What is required:
From the entries below, output the line with "Query: white plastic bag" and each following line up to and including the line with "like x=159, y=447.", exactly as written.

Saved entries:

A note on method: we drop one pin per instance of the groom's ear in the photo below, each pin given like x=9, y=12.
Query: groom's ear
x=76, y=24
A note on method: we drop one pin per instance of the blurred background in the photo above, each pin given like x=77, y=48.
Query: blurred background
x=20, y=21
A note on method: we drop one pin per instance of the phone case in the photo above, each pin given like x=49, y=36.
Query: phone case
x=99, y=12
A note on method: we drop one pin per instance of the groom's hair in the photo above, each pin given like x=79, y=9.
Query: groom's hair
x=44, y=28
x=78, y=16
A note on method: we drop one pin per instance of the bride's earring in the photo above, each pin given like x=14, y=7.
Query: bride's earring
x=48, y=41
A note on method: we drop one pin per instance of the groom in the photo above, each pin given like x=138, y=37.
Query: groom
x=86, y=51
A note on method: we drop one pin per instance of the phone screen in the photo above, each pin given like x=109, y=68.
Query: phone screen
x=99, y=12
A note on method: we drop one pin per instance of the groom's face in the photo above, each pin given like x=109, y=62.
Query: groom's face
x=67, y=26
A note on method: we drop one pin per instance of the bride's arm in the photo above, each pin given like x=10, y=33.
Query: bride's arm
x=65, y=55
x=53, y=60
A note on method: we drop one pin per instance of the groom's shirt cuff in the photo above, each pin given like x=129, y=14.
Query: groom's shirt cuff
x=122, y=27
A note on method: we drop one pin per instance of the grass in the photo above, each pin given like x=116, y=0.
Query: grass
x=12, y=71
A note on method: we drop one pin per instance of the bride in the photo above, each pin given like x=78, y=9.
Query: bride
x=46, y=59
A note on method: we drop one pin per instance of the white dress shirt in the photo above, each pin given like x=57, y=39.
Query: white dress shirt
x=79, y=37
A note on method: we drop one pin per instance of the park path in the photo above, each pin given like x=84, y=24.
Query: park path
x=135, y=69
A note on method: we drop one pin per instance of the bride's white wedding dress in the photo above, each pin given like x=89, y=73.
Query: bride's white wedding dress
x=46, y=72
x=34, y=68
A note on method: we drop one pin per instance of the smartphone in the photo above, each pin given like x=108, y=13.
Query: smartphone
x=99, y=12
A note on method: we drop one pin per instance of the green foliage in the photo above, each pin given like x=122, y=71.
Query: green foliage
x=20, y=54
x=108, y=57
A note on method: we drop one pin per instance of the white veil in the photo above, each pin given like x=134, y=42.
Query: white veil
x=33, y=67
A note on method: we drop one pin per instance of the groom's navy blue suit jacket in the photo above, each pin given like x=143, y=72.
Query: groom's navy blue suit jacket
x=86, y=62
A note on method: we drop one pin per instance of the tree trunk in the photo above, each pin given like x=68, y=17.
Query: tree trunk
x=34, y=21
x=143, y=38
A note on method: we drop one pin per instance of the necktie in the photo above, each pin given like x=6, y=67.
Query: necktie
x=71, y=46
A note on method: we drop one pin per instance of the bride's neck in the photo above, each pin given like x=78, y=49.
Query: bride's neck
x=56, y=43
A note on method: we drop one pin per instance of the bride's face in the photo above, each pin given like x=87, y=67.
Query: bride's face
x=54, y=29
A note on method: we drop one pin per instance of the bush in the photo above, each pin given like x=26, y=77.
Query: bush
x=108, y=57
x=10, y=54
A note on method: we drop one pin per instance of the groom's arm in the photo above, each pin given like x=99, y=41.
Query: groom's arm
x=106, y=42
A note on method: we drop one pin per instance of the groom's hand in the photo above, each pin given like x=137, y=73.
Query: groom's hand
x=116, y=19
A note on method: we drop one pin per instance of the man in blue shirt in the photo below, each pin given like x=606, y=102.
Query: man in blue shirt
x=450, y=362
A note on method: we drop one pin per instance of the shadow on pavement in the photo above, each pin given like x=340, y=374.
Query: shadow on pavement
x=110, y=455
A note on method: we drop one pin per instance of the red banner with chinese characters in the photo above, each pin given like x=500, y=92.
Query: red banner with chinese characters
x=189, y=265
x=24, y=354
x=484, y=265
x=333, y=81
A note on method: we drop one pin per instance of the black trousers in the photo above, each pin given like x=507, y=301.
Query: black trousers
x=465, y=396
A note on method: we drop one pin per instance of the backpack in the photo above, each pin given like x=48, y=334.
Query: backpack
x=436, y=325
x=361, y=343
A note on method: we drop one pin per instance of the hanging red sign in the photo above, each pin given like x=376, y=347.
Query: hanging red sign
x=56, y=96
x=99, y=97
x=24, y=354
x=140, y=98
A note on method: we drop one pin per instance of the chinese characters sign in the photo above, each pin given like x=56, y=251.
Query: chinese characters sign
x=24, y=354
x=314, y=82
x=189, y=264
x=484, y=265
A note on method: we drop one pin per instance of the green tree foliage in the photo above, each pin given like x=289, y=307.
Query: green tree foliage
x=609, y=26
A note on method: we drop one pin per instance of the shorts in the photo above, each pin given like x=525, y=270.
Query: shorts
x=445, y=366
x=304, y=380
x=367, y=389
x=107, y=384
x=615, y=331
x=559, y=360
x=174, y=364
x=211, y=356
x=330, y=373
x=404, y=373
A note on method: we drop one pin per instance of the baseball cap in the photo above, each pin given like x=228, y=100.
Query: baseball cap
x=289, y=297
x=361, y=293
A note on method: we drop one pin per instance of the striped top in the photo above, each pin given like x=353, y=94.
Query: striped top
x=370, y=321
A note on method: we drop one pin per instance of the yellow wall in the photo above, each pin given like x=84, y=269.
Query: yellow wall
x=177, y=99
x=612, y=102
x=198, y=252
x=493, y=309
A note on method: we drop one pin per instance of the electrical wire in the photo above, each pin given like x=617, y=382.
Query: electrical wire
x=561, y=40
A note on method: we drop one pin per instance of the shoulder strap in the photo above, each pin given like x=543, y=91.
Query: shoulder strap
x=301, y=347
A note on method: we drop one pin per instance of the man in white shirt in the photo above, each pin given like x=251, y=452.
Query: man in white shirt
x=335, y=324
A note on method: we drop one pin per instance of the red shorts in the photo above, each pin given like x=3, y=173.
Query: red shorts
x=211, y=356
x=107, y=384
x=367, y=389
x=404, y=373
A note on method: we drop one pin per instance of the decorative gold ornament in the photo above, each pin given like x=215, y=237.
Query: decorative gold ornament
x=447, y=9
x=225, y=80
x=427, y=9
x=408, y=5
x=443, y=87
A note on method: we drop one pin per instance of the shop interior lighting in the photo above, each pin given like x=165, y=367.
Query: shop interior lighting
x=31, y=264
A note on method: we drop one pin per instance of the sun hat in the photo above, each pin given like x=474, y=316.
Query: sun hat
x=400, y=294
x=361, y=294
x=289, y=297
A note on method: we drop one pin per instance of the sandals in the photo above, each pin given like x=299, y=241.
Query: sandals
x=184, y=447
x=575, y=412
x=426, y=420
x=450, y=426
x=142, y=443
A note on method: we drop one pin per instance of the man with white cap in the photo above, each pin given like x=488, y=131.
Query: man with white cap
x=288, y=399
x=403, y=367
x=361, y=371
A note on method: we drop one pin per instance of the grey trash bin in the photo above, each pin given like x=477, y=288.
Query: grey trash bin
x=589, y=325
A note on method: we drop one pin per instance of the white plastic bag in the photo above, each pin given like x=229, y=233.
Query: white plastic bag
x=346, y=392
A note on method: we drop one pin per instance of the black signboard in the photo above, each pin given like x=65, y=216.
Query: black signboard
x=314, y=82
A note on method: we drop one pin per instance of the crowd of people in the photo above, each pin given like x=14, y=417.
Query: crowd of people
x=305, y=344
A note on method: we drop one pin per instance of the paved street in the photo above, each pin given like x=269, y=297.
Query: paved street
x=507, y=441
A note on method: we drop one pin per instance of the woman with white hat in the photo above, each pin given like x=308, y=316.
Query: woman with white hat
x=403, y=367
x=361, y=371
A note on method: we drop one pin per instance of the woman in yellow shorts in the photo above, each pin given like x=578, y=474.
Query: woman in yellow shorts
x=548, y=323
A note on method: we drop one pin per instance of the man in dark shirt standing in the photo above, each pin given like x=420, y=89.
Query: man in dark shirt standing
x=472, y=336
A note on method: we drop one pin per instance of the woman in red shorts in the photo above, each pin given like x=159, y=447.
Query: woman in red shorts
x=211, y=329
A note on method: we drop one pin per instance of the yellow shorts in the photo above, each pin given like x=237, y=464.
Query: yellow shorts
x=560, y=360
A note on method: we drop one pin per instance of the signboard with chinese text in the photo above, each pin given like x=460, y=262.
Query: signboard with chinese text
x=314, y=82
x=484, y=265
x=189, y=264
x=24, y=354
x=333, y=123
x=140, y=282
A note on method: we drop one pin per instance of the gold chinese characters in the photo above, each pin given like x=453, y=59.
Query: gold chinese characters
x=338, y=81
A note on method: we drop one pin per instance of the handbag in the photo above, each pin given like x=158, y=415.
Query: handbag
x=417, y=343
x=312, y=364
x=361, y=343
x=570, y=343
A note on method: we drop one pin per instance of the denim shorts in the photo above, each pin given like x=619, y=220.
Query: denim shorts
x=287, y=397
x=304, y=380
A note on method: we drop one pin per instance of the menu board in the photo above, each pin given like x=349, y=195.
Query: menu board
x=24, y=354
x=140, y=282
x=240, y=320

Output for this task:
Query: white plastic bag
x=346, y=392
A note on method: we drop one pin per instance of the black signboard in the photo above, each pin given like x=65, y=216.
Query: black signboard
x=314, y=82
A note on method: we drop one pin per instance of the crowd of people in the photo above, each pin given like x=14, y=417.
Query: crowd of people
x=305, y=344
A note on method: we drop one pin per instance of the paved street in the photo above, each pin given like x=269, y=297.
Query: paved street
x=507, y=441
A note on method: we drop one pin per instance of the woman with white hat in the photo above, each pin given like x=308, y=316.
Query: woman with white hat
x=403, y=367
x=361, y=371
A note on method: we drop one pin per instance of the woman in yellow shorts in the photo above, each pin given like x=578, y=474.
Query: woman in yellow shorts
x=548, y=323
A note on method: we drop one pin per instance of the man in dark shirt standing in the photo above, each pin given like x=420, y=89.
Query: man in dark shirt standing
x=472, y=336
A note on method: we drop one pin per instance of the woman in red shorts in the photo above, each pin given like x=159, y=447.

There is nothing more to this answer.